What this task involves: Would you transcribe exactly the lines below, starting at the one that contains "Would you mind pointing to the calm" and ending with the last line, both included? Leave out all other lines.

Given data:
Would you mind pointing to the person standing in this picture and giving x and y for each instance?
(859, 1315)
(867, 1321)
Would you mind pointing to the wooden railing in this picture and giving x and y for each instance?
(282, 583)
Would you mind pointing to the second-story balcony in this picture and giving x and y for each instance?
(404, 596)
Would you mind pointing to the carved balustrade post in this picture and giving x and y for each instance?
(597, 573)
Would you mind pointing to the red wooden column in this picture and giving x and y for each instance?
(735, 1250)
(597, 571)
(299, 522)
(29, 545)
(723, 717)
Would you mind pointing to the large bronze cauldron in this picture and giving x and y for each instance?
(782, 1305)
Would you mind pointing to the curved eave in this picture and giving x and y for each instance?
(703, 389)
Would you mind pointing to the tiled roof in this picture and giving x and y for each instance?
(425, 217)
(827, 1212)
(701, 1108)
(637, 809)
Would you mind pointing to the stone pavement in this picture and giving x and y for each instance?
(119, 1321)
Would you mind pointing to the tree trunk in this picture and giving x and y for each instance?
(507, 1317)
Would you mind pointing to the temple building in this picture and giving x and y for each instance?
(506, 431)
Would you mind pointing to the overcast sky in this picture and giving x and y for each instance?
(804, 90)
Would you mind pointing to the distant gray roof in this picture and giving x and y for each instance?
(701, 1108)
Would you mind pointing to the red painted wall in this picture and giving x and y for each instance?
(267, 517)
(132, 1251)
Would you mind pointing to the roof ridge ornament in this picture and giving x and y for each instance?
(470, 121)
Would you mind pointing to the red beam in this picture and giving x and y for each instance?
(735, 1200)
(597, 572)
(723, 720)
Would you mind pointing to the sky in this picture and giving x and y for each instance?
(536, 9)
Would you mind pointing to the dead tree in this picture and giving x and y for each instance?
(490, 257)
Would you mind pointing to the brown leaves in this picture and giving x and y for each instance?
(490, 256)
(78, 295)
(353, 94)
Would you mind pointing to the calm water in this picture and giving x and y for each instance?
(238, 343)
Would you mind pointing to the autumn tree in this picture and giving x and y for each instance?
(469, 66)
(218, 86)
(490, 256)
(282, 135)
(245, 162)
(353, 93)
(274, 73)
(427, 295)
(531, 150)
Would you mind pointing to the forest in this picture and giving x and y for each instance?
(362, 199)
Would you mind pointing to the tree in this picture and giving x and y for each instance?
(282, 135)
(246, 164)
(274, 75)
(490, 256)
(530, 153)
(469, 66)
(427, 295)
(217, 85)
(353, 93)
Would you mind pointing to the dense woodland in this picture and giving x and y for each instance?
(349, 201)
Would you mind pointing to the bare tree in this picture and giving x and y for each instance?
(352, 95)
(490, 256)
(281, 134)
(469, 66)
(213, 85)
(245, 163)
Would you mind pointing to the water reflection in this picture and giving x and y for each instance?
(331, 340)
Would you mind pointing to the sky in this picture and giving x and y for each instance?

Written solution:
Would you mind pointing to the calm water in this picture and giving x and y for each instance?
(238, 343)
Would you mind pointing to the autumn tree in this picture and giving x and y for each instance?
(469, 66)
(218, 86)
(490, 256)
(282, 135)
(245, 162)
(353, 93)
(274, 73)
(427, 295)
(531, 150)
Would you mind pointing to the forest in this picture and giving x and y for each instance?
(362, 199)
Would you mind pointing to the tree in this picture and giving x and y for each instance?
(282, 135)
(246, 164)
(274, 75)
(490, 256)
(530, 153)
(469, 66)
(427, 295)
(217, 85)
(353, 93)
Would you mind pointing to the dense woodland in this picture and giving x and y for each instance?
(349, 201)
Would you mind pointing to the bare tree in this picture and giving x and y for each instance?
(352, 95)
(490, 256)
(281, 134)
(469, 66)
(213, 85)
(245, 163)
Would you mind pointing to the water reflection in this picture and giving x and y for each instance?
(331, 340)
Would you mind pointing to the sky in this picture and giving x and y for each instance?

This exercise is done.